#### [What to work on]
Return each line of the material below word for word, changing, adding or dropping nothing.

#### Rows ####

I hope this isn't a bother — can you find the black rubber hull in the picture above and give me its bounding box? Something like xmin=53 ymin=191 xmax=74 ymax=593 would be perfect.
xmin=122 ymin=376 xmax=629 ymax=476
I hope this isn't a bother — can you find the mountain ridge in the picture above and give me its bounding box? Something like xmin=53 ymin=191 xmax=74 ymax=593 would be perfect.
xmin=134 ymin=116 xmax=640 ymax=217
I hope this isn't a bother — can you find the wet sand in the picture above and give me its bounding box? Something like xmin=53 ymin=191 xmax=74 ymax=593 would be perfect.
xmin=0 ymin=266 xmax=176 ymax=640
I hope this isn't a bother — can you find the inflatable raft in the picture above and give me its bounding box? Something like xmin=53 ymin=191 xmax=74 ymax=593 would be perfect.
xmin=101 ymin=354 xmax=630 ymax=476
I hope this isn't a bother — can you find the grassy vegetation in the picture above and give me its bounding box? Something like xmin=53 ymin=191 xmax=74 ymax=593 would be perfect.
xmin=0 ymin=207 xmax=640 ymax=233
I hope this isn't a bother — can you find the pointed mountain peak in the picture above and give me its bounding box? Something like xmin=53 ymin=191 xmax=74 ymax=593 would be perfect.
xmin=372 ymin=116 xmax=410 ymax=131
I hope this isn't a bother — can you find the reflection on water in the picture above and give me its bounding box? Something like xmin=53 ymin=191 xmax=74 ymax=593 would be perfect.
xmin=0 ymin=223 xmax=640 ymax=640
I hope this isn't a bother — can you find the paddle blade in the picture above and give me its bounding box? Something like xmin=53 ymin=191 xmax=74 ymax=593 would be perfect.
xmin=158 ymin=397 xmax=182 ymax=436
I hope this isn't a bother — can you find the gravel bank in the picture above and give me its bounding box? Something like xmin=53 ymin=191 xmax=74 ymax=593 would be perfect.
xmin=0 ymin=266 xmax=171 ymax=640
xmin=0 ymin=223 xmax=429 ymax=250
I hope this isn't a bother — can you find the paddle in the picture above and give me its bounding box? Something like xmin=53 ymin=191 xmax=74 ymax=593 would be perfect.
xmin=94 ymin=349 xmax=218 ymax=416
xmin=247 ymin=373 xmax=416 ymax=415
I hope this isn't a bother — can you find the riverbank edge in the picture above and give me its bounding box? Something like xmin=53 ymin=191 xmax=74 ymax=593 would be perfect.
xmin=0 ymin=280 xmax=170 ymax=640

####

#### [Response to the exercise]
I hope this isn't a bother — can you find the black rubber hull in the picture above and give me its bounding box? Something like xmin=53 ymin=191 xmax=74 ymax=593 would be perfect.
xmin=122 ymin=376 xmax=629 ymax=476
I hope this isn't a bother — can you find the mountain ridge in the picture above and give me its bounding box? Something like xmin=53 ymin=191 xmax=74 ymax=593 would be perfect.
xmin=134 ymin=116 xmax=640 ymax=217
I hope this isn't a bother — can you find the wet sand in the picture above and give me its bounding box? Something like xmin=53 ymin=191 xmax=74 ymax=593 would be perfect.
xmin=0 ymin=266 xmax=176 ymax=640
I hope this isn't a bother — can you find the inflatable raft in the picture above and give me its bounding box? Something like xmin=53 ymin=191 xmax=74 ymax=593 would be perfect.
xmin=101 ymin=354 xmax=630 ymax=476
I hope this isn't a bother — can you find the grassy vegetation in the picture above and give me its bounding box? Something like xmin=53 ymin=191 xmax=74 ymax=593 would be perfect.
xmin=0 ymin=207 xmax=640 ymax=233
I hope this isn't a bother — can you find the pointed mountain peak in the picture above and give me its bounding box? Something like xmin=53 ymin=191 xmax=74 ymax=593 would be perfect.
xmin=372 ymin=116 xmax=410 ymax=131
I hope this isn't a bother — can you find the reflection on water in the picture above and give me its bounding box? Something like xmin=53 ymin=191 xmax=74 ymax=593 would be perfect.
xmin=0 ymin=223 xmax=640 ymax=640
I hope this isn't a bother — can you find the paddle blade in the picture above and give me its bounding box? Something like xmin=53 ymin=191 xmax=74 ymax=593 would be perfect.
xmin=158 ymin=397 xmax=182 ymax=436
I hope this isn't a bother — can you find the gravel bank in the picture above and give me its bounding box? Something like xmin=53 ymin=191 xmax=74 ymax=593 would be perfect.
xmin=0 ymin=266 xmax=171 ymax=640
xmin=0 ymin=223 xmax=429 ymax=250
I hope this isn't a bother — can you find the paddle in the picture above and give me its bounding box? Something like xmin=53 ymin=191 xmax=74 ymax=593 would be perfect.
xmin=94 ymin=349 xmax=218 ymax=416
xmin=247 ymin=373 xmax=416 ymax=415
I hope this isn't a bother — can you find the riverbank edge in the picture above and give me its bounding box? Something like xmin=53 ymin=191 xmax=74 ymax=593 would be perfect.
xmin=0 ymin=280 xmax=170 ymax=640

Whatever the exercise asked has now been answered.